_Exercise prompt_.
Copy out each line of the material that contains the string "positive".

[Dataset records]
_ _ _ _ _ _ _

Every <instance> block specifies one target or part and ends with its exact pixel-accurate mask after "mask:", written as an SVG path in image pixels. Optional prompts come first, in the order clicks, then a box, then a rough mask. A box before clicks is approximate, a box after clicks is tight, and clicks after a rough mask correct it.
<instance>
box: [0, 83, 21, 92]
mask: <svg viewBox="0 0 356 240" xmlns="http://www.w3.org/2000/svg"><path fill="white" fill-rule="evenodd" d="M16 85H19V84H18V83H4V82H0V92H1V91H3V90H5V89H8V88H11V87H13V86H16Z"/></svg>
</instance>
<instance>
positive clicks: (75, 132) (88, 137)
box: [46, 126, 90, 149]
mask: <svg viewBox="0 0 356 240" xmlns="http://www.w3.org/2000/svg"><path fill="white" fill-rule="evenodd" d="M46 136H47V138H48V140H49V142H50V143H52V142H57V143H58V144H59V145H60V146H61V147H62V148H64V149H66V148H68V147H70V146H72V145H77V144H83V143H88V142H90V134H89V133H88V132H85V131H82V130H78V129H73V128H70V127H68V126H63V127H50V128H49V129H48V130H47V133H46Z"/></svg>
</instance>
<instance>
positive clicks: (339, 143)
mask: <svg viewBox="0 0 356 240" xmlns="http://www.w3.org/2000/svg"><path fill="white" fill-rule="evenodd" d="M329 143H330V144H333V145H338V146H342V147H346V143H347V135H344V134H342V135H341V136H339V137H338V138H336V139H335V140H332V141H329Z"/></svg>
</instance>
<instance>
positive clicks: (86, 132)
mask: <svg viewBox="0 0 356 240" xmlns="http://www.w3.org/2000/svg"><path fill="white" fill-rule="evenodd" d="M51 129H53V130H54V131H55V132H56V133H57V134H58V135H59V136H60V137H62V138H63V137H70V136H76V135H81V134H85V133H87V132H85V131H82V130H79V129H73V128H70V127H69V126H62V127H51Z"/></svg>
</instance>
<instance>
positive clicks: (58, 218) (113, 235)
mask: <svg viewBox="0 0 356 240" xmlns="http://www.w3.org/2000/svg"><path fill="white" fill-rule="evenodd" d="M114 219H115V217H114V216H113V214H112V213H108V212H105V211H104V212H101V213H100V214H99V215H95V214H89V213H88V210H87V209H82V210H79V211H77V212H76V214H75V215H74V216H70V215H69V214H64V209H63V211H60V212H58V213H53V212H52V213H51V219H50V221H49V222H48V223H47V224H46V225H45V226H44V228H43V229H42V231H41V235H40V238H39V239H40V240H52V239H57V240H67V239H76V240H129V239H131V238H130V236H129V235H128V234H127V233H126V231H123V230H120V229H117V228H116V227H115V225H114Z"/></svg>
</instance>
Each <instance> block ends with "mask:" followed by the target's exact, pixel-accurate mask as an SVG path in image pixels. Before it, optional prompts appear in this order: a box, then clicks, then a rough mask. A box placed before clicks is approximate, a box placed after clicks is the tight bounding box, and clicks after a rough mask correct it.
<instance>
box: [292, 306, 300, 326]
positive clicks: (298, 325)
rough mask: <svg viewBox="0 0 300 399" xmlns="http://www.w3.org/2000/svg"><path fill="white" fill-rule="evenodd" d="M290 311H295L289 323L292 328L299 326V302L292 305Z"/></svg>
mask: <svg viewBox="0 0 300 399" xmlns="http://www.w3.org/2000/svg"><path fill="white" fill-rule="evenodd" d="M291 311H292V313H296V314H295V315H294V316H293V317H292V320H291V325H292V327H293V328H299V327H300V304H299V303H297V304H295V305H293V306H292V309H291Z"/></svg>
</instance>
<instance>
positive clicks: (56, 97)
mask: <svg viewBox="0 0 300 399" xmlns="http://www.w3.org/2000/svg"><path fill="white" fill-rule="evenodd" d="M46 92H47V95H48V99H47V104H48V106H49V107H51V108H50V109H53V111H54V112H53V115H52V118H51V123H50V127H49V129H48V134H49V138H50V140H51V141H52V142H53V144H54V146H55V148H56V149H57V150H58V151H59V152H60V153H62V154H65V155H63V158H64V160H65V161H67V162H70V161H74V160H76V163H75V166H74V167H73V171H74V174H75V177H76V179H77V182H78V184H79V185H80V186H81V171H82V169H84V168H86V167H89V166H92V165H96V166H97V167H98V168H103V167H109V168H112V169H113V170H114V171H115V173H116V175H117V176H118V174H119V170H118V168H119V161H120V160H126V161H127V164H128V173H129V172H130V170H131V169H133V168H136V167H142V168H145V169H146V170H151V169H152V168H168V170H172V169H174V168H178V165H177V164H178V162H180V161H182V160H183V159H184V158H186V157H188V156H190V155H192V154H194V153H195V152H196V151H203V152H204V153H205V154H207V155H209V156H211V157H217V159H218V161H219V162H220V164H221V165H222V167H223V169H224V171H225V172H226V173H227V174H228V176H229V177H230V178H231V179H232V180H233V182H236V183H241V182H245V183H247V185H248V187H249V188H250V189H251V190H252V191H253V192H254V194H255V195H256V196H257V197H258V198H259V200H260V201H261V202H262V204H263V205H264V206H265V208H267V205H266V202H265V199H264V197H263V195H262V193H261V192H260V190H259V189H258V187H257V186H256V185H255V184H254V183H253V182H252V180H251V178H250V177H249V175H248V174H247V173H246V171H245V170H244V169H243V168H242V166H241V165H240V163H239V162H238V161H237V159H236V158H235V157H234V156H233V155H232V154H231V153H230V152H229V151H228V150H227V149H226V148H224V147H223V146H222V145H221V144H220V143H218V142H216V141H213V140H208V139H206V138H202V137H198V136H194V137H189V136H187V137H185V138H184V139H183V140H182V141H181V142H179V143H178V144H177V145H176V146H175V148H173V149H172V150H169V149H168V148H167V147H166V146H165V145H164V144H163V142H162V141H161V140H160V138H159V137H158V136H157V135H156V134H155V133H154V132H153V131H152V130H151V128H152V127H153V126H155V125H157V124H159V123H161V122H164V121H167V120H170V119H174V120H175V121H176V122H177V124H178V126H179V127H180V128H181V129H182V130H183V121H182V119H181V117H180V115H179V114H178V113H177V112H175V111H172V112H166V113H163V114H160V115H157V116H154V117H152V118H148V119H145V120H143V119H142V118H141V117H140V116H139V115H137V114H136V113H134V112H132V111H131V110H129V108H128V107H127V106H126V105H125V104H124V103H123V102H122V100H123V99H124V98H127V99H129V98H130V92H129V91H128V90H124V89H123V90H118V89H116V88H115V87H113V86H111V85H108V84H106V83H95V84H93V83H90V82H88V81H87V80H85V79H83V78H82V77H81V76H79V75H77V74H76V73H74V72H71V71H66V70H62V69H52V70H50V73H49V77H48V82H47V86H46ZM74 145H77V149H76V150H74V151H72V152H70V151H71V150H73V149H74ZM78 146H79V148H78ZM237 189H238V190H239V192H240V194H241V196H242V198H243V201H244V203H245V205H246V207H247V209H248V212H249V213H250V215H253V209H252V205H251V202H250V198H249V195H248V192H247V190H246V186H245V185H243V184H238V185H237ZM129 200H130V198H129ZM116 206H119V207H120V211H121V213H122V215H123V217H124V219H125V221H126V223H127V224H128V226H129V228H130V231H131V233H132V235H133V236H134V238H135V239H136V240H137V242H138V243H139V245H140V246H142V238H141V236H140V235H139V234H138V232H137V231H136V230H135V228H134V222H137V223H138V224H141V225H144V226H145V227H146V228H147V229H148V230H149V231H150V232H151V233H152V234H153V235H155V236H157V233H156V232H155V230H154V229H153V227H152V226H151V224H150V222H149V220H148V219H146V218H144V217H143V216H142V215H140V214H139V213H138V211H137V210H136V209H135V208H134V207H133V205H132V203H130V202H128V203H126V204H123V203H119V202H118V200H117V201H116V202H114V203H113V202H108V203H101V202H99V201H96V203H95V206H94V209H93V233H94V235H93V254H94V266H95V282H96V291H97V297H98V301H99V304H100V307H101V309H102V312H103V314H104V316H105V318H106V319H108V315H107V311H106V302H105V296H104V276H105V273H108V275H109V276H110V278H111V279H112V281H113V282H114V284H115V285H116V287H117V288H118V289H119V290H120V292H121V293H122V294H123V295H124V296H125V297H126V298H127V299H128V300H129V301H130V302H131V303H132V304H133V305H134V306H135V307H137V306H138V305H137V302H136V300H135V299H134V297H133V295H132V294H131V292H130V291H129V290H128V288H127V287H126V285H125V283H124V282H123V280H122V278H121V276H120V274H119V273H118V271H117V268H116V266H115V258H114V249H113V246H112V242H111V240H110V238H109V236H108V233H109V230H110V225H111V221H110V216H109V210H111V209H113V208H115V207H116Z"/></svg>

_ _ _ _ _ _ _

_Finished exercise_.
positive clicks: (75, 132) (88, 137)
positive clicks: (339, 143)
positive clicks: (86, 132)
positive clicks: (58, 218) (113, 235)
positive clicks: (298, 325)
positive clicks: (56, 97)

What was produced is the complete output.